_DIRECTIONS_: Can you write out all of the material below, word for word?

_PROVIDED RECORDS_:
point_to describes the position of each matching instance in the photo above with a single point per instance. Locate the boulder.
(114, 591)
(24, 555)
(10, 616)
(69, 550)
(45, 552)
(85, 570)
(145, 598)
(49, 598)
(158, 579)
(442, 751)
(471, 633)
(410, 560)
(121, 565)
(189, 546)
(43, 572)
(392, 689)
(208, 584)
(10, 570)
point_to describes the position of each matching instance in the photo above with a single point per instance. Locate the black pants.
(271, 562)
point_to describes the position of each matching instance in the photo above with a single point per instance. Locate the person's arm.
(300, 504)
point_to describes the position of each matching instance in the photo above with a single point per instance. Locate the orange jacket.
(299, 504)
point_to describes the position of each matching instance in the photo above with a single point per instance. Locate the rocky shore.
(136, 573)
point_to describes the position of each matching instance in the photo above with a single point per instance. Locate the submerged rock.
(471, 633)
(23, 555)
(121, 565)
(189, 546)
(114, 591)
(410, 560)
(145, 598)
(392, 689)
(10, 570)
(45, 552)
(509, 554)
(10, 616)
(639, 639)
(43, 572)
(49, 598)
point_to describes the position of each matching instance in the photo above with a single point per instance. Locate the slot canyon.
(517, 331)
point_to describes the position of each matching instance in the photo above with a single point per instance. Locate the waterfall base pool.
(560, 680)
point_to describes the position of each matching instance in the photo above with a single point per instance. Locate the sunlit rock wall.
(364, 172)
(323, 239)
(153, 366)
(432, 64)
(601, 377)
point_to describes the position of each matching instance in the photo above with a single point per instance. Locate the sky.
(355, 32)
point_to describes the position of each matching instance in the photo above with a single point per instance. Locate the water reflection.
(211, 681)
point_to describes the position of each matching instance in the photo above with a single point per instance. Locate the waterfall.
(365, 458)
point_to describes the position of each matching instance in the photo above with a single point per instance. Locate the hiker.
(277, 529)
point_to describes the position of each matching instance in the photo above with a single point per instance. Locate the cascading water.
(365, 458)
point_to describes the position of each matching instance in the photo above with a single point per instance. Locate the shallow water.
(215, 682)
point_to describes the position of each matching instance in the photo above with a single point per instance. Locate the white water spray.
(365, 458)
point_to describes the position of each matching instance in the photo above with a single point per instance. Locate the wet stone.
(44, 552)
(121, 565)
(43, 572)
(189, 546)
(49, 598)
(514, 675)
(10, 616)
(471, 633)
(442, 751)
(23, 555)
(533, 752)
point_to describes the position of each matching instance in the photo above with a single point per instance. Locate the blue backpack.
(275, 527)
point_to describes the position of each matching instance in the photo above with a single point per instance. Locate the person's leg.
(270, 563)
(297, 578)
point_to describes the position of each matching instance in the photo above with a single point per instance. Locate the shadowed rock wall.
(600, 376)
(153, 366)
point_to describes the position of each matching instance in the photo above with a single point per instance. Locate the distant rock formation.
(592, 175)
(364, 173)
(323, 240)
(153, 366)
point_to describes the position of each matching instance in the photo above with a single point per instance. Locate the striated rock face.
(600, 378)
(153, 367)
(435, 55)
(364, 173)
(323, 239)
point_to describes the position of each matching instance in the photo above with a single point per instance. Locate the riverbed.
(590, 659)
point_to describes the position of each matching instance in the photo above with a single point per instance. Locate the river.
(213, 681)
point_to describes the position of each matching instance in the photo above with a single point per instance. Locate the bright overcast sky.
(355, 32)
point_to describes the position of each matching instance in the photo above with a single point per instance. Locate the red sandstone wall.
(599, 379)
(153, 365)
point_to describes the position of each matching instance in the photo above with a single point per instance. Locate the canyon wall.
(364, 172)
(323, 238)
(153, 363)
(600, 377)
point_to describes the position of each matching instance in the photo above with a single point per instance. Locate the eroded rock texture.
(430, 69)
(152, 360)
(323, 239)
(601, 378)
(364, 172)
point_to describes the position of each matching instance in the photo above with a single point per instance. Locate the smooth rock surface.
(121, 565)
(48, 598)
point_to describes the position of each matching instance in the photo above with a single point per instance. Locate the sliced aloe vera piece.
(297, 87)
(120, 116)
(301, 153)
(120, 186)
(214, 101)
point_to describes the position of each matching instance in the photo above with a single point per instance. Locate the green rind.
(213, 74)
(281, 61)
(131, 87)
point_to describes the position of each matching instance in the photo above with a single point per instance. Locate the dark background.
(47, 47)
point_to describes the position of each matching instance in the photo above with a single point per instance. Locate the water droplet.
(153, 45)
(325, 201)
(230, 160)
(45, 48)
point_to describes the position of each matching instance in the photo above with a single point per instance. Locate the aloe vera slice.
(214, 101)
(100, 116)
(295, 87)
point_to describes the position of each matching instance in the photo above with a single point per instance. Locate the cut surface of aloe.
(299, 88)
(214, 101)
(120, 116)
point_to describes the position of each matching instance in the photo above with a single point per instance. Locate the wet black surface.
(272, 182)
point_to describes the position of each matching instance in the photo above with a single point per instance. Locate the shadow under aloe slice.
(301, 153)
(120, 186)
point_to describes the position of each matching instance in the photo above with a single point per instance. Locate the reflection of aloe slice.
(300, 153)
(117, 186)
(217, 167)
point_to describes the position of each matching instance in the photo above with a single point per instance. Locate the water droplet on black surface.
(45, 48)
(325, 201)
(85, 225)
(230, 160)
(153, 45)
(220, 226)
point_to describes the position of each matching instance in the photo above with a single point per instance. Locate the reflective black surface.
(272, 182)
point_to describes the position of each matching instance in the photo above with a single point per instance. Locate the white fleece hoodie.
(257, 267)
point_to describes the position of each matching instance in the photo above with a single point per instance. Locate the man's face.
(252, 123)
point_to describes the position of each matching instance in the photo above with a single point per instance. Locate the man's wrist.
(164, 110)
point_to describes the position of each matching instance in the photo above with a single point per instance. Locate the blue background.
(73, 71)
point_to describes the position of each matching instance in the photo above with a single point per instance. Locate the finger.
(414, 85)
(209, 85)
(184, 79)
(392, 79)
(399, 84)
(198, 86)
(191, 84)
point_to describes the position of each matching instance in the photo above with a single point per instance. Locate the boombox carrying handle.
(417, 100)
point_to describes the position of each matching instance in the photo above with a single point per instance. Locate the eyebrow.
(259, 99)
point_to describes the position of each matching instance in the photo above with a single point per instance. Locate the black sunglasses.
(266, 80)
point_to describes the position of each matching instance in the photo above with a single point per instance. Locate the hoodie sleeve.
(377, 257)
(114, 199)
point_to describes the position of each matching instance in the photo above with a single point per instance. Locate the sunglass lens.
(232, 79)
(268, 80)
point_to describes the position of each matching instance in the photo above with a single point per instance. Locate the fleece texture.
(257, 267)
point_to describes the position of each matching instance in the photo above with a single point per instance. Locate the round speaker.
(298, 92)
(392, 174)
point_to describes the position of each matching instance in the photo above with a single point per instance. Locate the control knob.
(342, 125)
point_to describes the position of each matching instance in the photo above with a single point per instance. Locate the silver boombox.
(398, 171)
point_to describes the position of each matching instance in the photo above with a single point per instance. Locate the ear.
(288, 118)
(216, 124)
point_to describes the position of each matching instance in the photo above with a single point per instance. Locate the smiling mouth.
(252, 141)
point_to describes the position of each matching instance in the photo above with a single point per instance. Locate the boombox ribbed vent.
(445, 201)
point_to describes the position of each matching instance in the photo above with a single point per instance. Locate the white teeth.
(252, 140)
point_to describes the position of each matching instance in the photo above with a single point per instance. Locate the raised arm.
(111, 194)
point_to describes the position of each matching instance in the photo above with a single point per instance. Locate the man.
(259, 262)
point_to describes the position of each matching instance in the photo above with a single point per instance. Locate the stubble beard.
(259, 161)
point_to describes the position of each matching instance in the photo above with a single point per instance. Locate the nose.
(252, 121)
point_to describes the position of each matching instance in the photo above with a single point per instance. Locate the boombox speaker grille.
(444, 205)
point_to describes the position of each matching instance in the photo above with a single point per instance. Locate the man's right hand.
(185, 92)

_FULL OUTPUT_:
point_to describes the position of each matching instance in the photo above with a single point per instance. Locate the boulder.
(114, 591)
(24, 555)
(10, 616)
(69, 550)
(45, 552)
(85, 570)
(145, 598)
(49, 598)
(158, 579)
(442, 751)
(471, 633)
(410, 560)
(121, 565)
(189, 546)
(43, 572)
(392, 689)
(208, 584)
(10, 570)
point_to describes the position of each matching instance in the photo above with a single point per instance. Locate the black pants.
(271, 562)
point_to describes the position of each matching instance in the photo above with a single point per instance. Locate the person's arm.
(300, 504)
point_to describes the position of each matching instance in the photo above with a single point per instance. Locate the orange jacket.
(299, 504)
point_to describes the position of each matching instance in the photo above with a single point per instance. Locate the rocky shore.
(136, 573)
point_to describes the position of each matching instance in the photo above with a single point per instance. Locate the submerged rock.
(471, 633)
(23, 555)
(121, 565)
(189, 546)
(114, 591)
(410, 560)
(145, 598)
(392, 689)
(10, 570)
(45, 552)
(509, 554)
(10, 616)
(639, 639)
(43, 572)
(49, 598)
point_to describes the position of each matching instance in the photo above with a single point per instance. Locate the slot canyon.
(517, 331)
point_to describes the position of each matching instance in the photo above with a single point per instance. Locate the waterfall base pool.
(560, 680)
point_to describes the position of each matching instance in the photo above with a single point per instance. Locate the sunlit rock wall.
(364, 172)
(323, 239)
(153, 366)
(432, 64)
(601, 377)
point_to describes the position of each matching instance in the photo above with a single point per instance. Locate the sky.
(355, 32)
point_to describes the position of each matching instance in the photo above with a single point per instance. Locate the water reflection.
(211, 681)
point_to describes the position of each matching instance in the photo above with a single point per instance. Locate the waterfall.
(365, 458)
point_to describes the position of each matching instance in the photo above with a single point per instance. Locate the hiker.
(277, 529)
point_to describes the position of each matching instance in the photo above with a single point per instance. Locate the cascading water.
(365, 458)
point_to describes the position of each matching instance in the photo above with a single point per instance. Locate the shallow water.
(215, 682)
point_to describes the position of each matching instance in the photo above with a single point per instance. Locate the white water spray.
(365, 458)
point_to describes the position of each matching instance in the photo above with a single point per instance. Locate the wet stone.
(44, 552)
(121, 565)
(43, 572)
(189, 546)
(49, 598)
(514, 675)
(10, 616)
(471, 633)
(442, 751)
(23, 555)
(533, 752)
point_to describes the position of each matching instance in the photo above with a single point per instance. Locate the blue backpack.
(275, 527)
point_to describes the position of each matching instance in the photo above with a single point per instance. Locate the person's leg.
(270, 563)
(297, 578)
point_to describes the position of each matching instance in the photo above with a single point per instance. Locate the shadowed rock wall.
(600, 376)
(153, 366)
point_to describes the position of each matching instance in the photo above with a single point per instance. Locate the distant rock formation.
(592, 175)
(364, 173)
(323, 240)
(153, 366)
point_to describes the position of each matching instance in the photo above with a single point per instance. Locate the striated rock face.
(600, 378)
(153, 367)
(435, 55)
(364, 173)
(323, 239)
point_to describes the position of each matching instance in the photo above with a single point per instance. Locate the riverbed.
(590, 659)
point_to describes the position of each matching instance in the photo above with a single point per instance. Locate the river.
(213, 681)
point_to describes the position of each matching instance in the photo above with a single point per instance. Locate the bright overcast sky.
(355, 32)
point_to describes the position of each matching instance in the photo above with a single point per instance. Locate the red sandstone wall.
(599, 379)
(153, 365)
point_to describes the position of each matching instance in the photo above with a single point per instance. Locate the canyon wall.
(364, 172)
(323, 238)
(153, 363)
(600, 377)
point_to describes the position of each matching instance in the photo above with a single point per instance. Locate the eroded rock texture.
(430, 69)
(152, 360)
(323, 239)
(601, 378)
(364, 172)
point_to describes the position of each matching instance in the photo above with a single point per instance. Locate the smooth rock surface.
(121, 565)
(48, 598)
point_to describes the position of each matching instance in the photo above with a single point per instance. Locate the sliced aloe vera piece.
(297, 87)
(120, 116)
(301, 153)
(120, 186)
(214, 101)
point_to describes the position of each matching instance in the photo above with a single point per instance. Locate the green rind.
(213, 74)
(281, 61)
(131, 87)
point_to describes the position of each matching instance in the photo above with a single point per instance. Locate the dark background.
(47, 47)
point_to describes the position of each matching instance in the photo above with a single point per instance. Locate the water droplet.
(153, 45)
(325, 201)
(230, 160)
(45, 48)
point_to describes the position of each matching instance in the photo above with a single point per instance. Locate the aloe vera slice.
(214, 101)
(100, 116)
(295, 87)
point_to describes the position of each matching instance in the photo above with a single point per instance. Locate the cut surface of aloe.
(299, 88)
(214, 101)
(120, 116)
point_to describes the position of each matching instance in the photo above with a single point per instance. Locate the wet black surface.
(272, 182)
point_to describes the position of each matching instance in the photo above with a single point per instance. Locate the shadow under aloe slice.
(301, 153)
(120, 186)
point_to describes the position of each matching instance in the photo above with a single point per instance. Locate the reflection of aloe slice.
(300, 153)
(117, 186)
(217, 167)
point_to describes the position of each matching instance in the photo above with a single point per instance. Locate the water droplet on black surface.
(45, 48)
(325, 201)
(85, 225)
(230, 160)
(153, 45)
(220, 226)
point_to describes the position of each matching instance in the photo above with a single point per instance. Locate the reflective black surface.
(272, 182)
point_to describes the position of each matching instance in the photo above with a single point per instance. Locate the white fleece hoodie.
(257, 267)
point_to describes the position of each matching instance in the photo above with a single point per instance. Locate the man's face.
(252, 123)
point_to describes the position of each matching instance in the photo above with a single point per instance. Locate the man's wrist.
(164, 110)
point_to describes the position of each matching instance in the photo above with a single point per instance. Locate the blue background.
(73, 71)
point_to describes the position of each matching instance in the photo above with a single point per instance. Locate the finger.
(414, 85)
(209, 85)
(184, 79)
(392, 79)
(399, 84)
(198, 86)
(191, 84)
point_to describes the position of each matching instance in the photo above with a single point per instance. Locate the boombox carrying handle.
(417, 100)
point_to describes the position of each matching instance in the photo above with a single point per instance. Locate the eyebrow.
(259, 99)
point_to describes the position of each matching instance in the photo above with a single point per instance. Locate the black sunglasses.
(266, 80)
point_to describes the position of each matching instance in the photo above with a single point per instance. Locate the hoodie sleeve.
(377, 257)
(114, 199)
point_to describes the position of each matching instance in the photo above with a single point per instance. Locate the sunglass lens.
(232, 79)
(268, 80)
point_to describes the position of each matching instance in the photo above with a single point per instance. Locate the fleece texture.
(257, 267)
point_to describes the position of each matching instance in the photo above with a single point per instance. Locate the round speaker.
(298, 92)
(392, 174)
point_to describes the position of each matching instance in the photo above with a single point per instance. Locate the control knob.
(342, 125)
point_to describes the position of each matching instance in the photo above with a single point per instance. Locate the silver boombox.
(398, 171)
point_to describes the position of each matching instance in the photo above with a single point per instance. Locate the ear.
(288, 118)
(216, 124)
point_to describes the position of each matching instance in the photo above with a single point per instance. Locate the smiling mouth.
(252, 141)
point_to describes the position of each matching instance in the photo above with a single point per instance. Locate the boombox ribbed vent.
(445, 201)
point_to describes the position of each matching instance in the photo above with a single point per instance. Locate the white teeth.
(252, 140)
point_to describes the position of each matching instance in the photo above with a single point per instance. Locate the raised arm.
(111, 194)
point_to describes the position of each matching instance in the photo above with a single point per instance. Locate the man.
(259, 262)
point_to describes the position of each matching instance in the photo above with a single point per instance. Locate the stubble beard.
(259, 161)
point_to describes the position of each matching instance in the photo above with a single point per instance. Locate the nose.
(252, 121)
point_to describes the position of each matching instance in the photo above with a single point per instance. Locate the boombox speaker grille.
(444, 205)
point_to describes the position of each matching instance in the photo above with a single point per instance. Locate the man's right hand.
(185, 92)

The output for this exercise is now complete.